Reproduce all of the data below line for line, without changing a single character.

----

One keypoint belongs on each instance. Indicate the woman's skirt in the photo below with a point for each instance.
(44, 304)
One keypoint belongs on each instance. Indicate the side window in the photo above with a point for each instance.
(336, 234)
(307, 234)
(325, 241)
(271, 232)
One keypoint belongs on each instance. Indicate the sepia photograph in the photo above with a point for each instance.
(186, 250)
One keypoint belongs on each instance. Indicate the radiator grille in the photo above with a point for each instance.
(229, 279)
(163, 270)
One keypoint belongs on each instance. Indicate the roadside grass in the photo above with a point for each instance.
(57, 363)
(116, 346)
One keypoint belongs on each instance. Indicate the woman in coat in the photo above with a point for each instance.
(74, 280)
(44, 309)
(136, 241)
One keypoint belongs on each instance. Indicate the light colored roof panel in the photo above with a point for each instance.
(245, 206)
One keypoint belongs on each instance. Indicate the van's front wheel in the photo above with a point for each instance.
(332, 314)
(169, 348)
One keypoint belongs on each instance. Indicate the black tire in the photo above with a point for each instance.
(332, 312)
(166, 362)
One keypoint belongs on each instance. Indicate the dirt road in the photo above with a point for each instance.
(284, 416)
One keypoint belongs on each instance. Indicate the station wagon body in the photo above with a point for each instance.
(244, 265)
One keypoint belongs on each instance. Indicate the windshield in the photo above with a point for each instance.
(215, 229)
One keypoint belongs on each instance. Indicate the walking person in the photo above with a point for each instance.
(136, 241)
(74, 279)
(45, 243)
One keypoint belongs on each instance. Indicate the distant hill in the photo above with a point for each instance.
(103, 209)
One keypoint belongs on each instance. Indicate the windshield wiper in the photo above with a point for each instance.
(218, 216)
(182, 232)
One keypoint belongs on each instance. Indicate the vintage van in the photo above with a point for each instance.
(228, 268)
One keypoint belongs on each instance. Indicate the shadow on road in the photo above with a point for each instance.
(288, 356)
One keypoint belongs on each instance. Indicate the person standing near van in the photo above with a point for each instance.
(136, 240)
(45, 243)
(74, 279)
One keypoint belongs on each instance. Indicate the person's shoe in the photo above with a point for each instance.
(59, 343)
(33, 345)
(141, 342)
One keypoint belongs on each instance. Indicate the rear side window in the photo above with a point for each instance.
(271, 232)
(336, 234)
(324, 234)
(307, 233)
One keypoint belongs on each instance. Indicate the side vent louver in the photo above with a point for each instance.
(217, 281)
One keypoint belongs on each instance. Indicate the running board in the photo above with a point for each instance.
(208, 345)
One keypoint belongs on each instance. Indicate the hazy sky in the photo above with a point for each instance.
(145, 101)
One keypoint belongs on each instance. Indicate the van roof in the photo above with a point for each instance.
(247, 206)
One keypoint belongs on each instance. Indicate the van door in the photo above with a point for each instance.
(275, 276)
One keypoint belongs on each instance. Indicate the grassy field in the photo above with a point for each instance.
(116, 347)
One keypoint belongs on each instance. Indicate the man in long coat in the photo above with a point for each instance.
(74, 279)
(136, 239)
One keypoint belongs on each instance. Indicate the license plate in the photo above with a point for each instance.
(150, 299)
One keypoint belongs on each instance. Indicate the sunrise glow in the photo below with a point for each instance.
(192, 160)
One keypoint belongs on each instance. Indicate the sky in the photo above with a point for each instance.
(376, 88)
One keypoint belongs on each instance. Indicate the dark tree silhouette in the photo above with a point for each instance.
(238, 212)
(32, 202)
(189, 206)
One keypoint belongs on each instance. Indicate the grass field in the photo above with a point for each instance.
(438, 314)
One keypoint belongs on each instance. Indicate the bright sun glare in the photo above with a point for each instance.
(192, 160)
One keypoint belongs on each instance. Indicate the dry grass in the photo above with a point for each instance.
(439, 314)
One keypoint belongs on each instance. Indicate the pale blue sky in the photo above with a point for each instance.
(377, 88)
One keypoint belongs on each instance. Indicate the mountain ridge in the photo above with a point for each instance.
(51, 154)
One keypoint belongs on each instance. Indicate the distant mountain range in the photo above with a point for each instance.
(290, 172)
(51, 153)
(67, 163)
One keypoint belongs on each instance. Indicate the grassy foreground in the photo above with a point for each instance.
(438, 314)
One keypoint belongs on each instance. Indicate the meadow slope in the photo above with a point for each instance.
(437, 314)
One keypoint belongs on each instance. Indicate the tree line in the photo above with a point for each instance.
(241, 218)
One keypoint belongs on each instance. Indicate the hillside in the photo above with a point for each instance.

----

#### Expected answer
One keypoint belongs on each instance. Indicate the woman's skirt in the photo below with a point for each instance.
(44, 304)
One keypoint belongs on each instance. Indicate the side window in the photo above with a point for each instance.
(336, 234)
(307, 234)
(325, 241)
(271, 232)
One keypoint belongs on each instance. Indicate the sepia photograph in the photo above with a point for each instance.
(186, 250)
One keypoint belongs on each instance. Indicate the radiator grille in the photo above with a point for each instance.
(229, 279)
(163, 270)
One keypoint belongs on each instance. Indicate the roadside grass in the photo above with a point for each instance.
(57, 363)
(116, 346)
One keypoint belongs on each instance. Indicate the woman in coat in the photo above with a point for each instance.
(74, 280)
(44, 309)
(136, 241)
One keypoint belongs on each instance. Indicate the light colored roof panel in the photo above with a point for each instance.
(245, 206)
One keypoint belongs on each instance. Indicate the van's front wheel in the photo above with a point for each instance.
(332, 314)
(169, 348)
One keypoint belongs on each instance. Indicate the black tire in the photo above with a point for each instance.
(332, 312)
(166, 362)
One keypoint belongs on each instance. Indicate the dirt road in the photo above with a point for each instance.
(284, 416)
One keypoint belongs on each instance. Indicate the station wagon body in the photo above with a point for each instance.
(244, 265)
One keypoint belongs on each instance. Indicate the windshield in the photo above with a point for each instance.
(215, 229)
One keypoint belongs on each instance. Indicate the walking person in the photo above with a point for each instance.
(136, 241)
(74, 279)
(45, 243)
One keypoint belongs on each instance. Indicate the distant hill in the photo above with a point for each instance.
(103, 209)
One keypoint belongs on each instance. Indicate the windshield wiper in the photo above with a point for each instance.
(218, 216)
(182, 232)
One keypoint belongs on each instance. Indicate the vintage van in the photo above with a point for each instance.
(228, 268)
One keypoint belongs on each instance. Indicate the shadow on road in the photo above with a point for each instance.
(288, 356)
One keypoint belongs on each instance. Indicate the person standing near van in the photo above with a point for each instance.
(136, 240)
(45, 243)
(74, 279)
One keypoint belongs on each instance. Indicate the person's shoe in the photo above with a point for each instance.
(59, 343)
(33, 345)
(141, 342)
One keypoint belongs on each instance. Indicate the rear side window in the photo above with a point for each instance.
(271, 232)
(336, 234)
(324, 234)
(307, 233)
One keypoint belongs on each instance. Indicate the side vent louver in the photo above with a point for each instance.
(217, 281)
One keypoint belongs on each instance. Indicate the running board in the photo above with a point for each instance.
(208, 345)
One keypoint belongs on each instance. Indicate the hazy sky in the photo above with a point for each instance.
(145, 101)
One keypoint belongs on each instance. Indicate the van roof in the photo above with a point for each instance.
(247, 206)
One keypoint belongs on each instance. Indicate the van door in the photo above with a point for each instance.
(275, 276)
One keypoint belongs on each instance. Indicate the grassy field in the photo above with a point for each instance.
(116, 347)
One keypoint belongs on each instance. Indicate the man in long coat in the photo above with a point for each instance.
(74, 279)
(136, 239)
One keypoint belongs on each instance. Indicate the license plate in the photo above with a point for each instance.
(150, 299)
One keypoint belongs on each instance. Indicate the sunrise glow in the photo below with a point for each instance.
(192, 160)
One keypoint belongs on each instance. Indicate the sky in the photo above with a point for each instance.
(376, 88)
One keypoint belongs on each instance. Indicate the dark tree silhouette in the photo above with a point for each instance.
(238, 212)
(32, 202)
(189, 206)
One keypoint belongs on each instance. Indicate the grass field in the photo above with a point for each instance.
(438, 314)
One keypoint belongs on each instance. Indicate the bright sun glare in the photo above with a point for each instance.
(192, 160)
One keypoint belongs on each instance. Indicate the dry grass in the photo above with a point for each instance.
(439, 314)
One keypoint belongs on each instance. Indicate the pale blue sky in the photo above with a point for each instance.
(377, 88)
One keypoint belongs on each instance. Indicate the mountain ridge in the photo above with a point for each instance.
(51, 154)
One keypoint belongs on each instance. Indicate the distant mountain range in the photo above with a point for each instance.
(290, 172)
(51, 153)
(67, 163)
One keypoint belongs on each instance. Indicate the grassy foreground in the photo above with a point for each instance.
(438, 314)
One keypoint belongs on each instance. Indicate the meadow slope in the photo above with a point for each instance.
(437, 314)
One keypoint belongs on each instance. Indicate the tree line in the photo above with a point for each instance.
(241, 218)
One keypoint belongs on each instance. Indicate the hillside in the photo above with a point for each instance.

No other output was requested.